Extract to read
***

Conception or Parent’s Choice: When Does Life Begin?

As the argument surrounding abortion and women’s rights has come to the forefront in recent days with the passage of the Texas abortion law – many of the rabid liberal extremists have crawled out of the woodwork to state their own vile opinions about the importance or in their opinion, unimportance, of human life.
One such person is MSNBC host Melissa Harris-Perry. In a recent newscast where Melissa mulled the fundamental question at what point life began she said, “When does life begin? I submit the answer depends an awful lot on the feeling of the parents. A powerful feeling–but not science.”
Her statement is understandably shocking to any person who values human life but if you really start to look at her, or other people who think like her, reasoning and the way they view human life – their view becomes much less shocking. In my opinion their view is no less reasonable than a person who says that life begins at 16 weeks or 28 weeks or whatever number they decide to choose before the baby is born.

***

Supplied data
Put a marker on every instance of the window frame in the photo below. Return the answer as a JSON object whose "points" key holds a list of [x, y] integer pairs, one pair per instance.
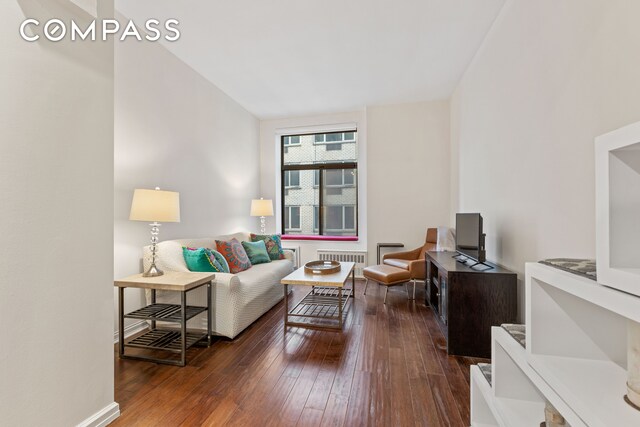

***

Task instructions
1) Reproduce the part of the piece on when life begins, starting at "As the argument" and ending at "of human life.".
2) Answer these questions from the piece on when life begins:
(a) What law's passage is named in the opening paragraph?
(b) On which network is Melissa Harris-Perry a host?
(c) What two week numbers does the writer give as examples of when some people say life begins?

Responses to the tasks
1)
As the argument surrounding abortion and women’s rights has come to the forefront in recent days with the passage of the Texas abortion law – many of the rabid liberal extremists have crawled out of the woodwork to state their own vile opinions about the importance or in their opinion, unimportance, of human life.

2)
(a) The Texas abortion law.
(b) MSNBC.
(c) 16 weeks and 28 weeks.